§ Task details
Every entry has to be restated word for word.

(Records supplied Opens)

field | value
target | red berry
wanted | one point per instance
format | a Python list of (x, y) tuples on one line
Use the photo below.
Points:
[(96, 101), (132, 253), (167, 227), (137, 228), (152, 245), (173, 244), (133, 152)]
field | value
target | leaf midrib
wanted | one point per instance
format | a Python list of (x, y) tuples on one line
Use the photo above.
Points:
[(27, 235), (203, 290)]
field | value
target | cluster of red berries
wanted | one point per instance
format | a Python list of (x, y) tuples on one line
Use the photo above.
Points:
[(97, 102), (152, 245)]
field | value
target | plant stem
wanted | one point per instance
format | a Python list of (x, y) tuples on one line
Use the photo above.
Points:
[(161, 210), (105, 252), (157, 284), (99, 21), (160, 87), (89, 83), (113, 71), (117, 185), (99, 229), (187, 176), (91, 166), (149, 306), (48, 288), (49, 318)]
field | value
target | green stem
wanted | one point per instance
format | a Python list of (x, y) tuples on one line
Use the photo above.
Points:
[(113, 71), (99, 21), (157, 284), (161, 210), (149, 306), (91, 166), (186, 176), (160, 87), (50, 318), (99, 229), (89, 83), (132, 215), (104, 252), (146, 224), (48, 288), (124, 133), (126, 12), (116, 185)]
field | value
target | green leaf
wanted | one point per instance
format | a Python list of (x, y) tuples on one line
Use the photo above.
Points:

(Records supplied Closes)

§ Result of this task
field | value
target | red berry
wanted | one point per instance
format | a Python list of (x, y) tuples on one line
Use the photo below.
Points:
[(96, 101), (132, 253), (167, 227), (137, 228), (152, 245), (173, 244), (133, 152)]
field | value
target | leaf midrib
wanted | one point per instance
format | a Python list of (x, y) tuples on one line
Use the photo above.
Points:
[(27, 235), (203, 290)]
field | value
target | cluster of red berries
wanted | one point per instance
format | a Python list of (x, y) tuples on one line
Use the photo above.
Points:
[(97, 102), (152, 245)]
field | value
target | plant stem
wanted | one point per instance
format | a Python list of (x, y) tuples on one line
Use the photo above.
Points:
[(161, 210), (105, 252), (157, 284), (99, 21), (160, 87), (89, 83), (113, 71), (117, 185), (99, 229), (187, 176), (91, 166), (149, 306), (48, 288), (49, 318)]
field | value
target | green stem
wanted | one point per instance
format | a Python list of (x, y) tuples on one line
Use the photo above.
Points:
[(113, 71), (99, 21), (157, 284), (161, 210), (149, 306), (91, 166), (186, 176), (160, 87), (50, 318), (99, 229), (89, 83), (132, 215), (104, 252), (146, 224), (48, 288), (124, 133), (126, 12), (116, 185)]
field | value
target | green leaf
wanted | one point per instance
format | a Python list of (x, y) tuples on one line
Use the photo above.
Points:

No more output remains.